> AIM OF THE TASK
Transcribe the data below word for word, leaving the pictures out of your answer.

> ITEMS
====================

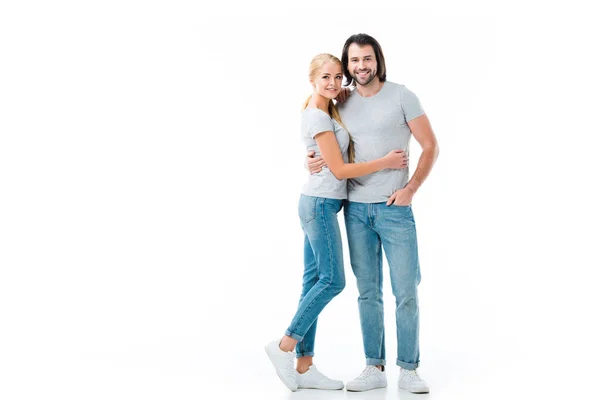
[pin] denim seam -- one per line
(317, 296)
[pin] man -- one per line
(381, 116)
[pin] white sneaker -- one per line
(370, 378)
(283, 361)
(411, 381)
(314, 379)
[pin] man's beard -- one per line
(369, 79)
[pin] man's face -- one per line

====================

> THE ANSWER
[pin] denim seam -- one per line
(317, 296)
[pin] man -- one per line
(381, 116)
[pin] white sneaker -- one per line
(370, 378)
(283, 361)
(411, 381)
(314, 379)
[pin] man's beard -- one per line
(369, 79)
[pin] man's face -- one per line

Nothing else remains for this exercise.